Liste alle Zeilen der folgenden Einträge auf, in denen das Wort „brown“ vorkommt. Groß- und Kleinschreibung zählt.

--*--

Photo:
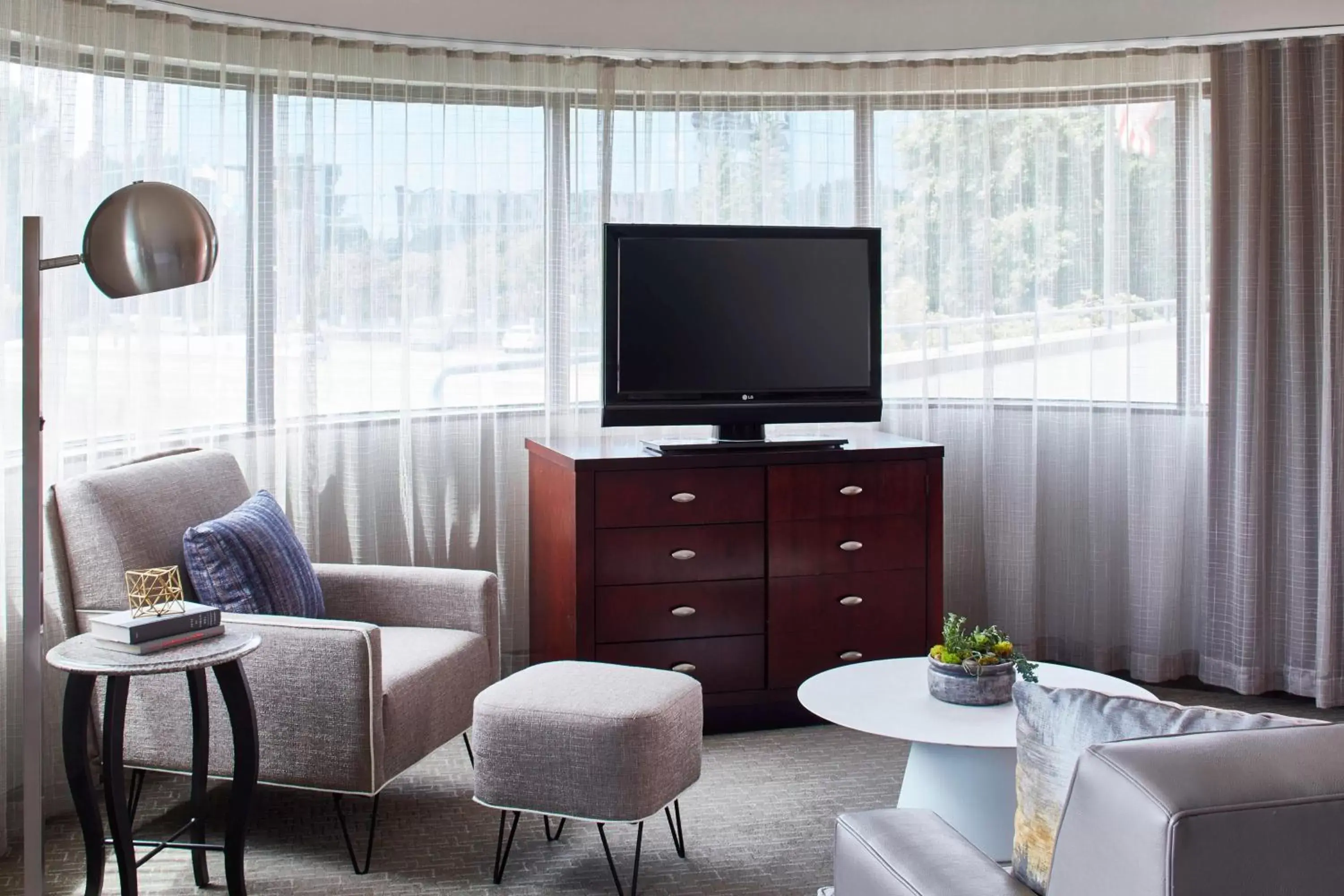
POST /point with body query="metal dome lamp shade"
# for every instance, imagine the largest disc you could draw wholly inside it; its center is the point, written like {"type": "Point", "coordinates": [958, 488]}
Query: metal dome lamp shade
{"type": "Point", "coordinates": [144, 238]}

--*--

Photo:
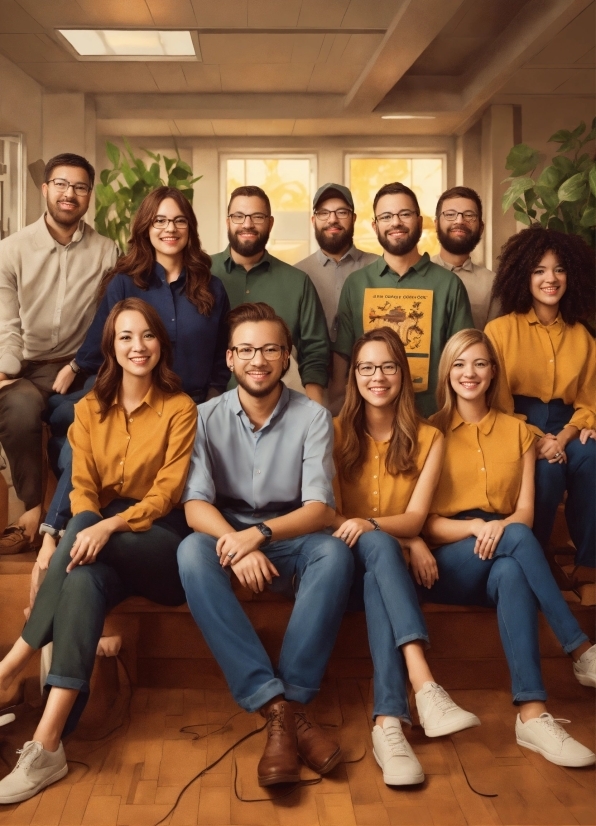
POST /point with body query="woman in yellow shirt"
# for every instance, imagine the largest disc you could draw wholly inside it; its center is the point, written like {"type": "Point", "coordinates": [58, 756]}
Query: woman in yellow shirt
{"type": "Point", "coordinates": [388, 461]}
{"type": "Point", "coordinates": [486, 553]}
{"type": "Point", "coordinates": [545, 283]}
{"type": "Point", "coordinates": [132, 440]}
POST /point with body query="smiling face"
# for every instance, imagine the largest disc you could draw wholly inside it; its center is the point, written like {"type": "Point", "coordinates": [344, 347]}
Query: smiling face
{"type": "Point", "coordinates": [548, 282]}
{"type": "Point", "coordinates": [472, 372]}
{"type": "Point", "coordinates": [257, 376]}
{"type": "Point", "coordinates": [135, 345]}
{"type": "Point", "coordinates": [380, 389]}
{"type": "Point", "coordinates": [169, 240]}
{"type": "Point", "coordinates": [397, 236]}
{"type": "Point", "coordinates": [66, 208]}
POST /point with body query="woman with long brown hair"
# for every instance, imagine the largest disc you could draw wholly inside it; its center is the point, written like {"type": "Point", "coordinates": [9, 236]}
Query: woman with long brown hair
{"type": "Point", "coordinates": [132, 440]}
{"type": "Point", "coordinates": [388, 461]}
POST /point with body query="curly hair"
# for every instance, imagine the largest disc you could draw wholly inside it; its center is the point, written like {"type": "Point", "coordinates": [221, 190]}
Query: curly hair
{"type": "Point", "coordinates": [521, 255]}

--*--

▶ _Die Ausgabe_:
POST /point with body query="woman with long brown hair"
Query: woman with long brown hair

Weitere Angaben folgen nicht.